__DIRECTIONS FOR THIS TASK__
After finding the line that contains "black night sky" in the material below, print that line and all subsequent lines exactly, up to and including the last.

__INPUT RECORDS__
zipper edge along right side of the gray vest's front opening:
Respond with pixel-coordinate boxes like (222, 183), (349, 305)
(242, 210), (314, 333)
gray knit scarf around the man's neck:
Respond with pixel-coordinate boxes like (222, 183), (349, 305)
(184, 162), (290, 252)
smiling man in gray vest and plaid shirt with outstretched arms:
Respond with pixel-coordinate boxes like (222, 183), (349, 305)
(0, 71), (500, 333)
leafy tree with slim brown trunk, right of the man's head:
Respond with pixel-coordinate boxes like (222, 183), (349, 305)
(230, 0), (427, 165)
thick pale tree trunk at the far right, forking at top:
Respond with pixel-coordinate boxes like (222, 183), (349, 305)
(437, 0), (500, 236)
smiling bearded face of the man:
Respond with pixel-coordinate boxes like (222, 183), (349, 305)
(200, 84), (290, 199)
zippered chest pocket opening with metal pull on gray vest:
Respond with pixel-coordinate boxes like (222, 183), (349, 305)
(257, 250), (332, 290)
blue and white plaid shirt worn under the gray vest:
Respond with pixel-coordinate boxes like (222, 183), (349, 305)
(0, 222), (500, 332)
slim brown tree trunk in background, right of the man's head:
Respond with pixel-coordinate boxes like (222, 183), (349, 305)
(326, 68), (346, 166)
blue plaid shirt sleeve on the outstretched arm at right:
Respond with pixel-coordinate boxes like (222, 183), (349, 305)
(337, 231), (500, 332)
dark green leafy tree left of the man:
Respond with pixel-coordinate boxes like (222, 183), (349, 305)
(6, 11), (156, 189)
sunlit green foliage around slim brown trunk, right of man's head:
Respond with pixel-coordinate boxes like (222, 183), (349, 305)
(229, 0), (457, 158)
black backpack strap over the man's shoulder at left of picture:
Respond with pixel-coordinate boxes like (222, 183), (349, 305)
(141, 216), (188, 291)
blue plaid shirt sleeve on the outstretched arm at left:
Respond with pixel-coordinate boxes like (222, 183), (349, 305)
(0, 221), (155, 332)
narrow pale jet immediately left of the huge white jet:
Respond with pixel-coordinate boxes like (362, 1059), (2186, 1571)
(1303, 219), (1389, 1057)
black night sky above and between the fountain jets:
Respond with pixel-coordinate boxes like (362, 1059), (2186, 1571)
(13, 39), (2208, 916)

__OUTPUT FOR THIS EXERCISE__
black night sky above and between the fountain jets:
Respond with pixel-coordinate boxes like (362, 1059), (2186, 1571)
(13, 39), (2208, 916)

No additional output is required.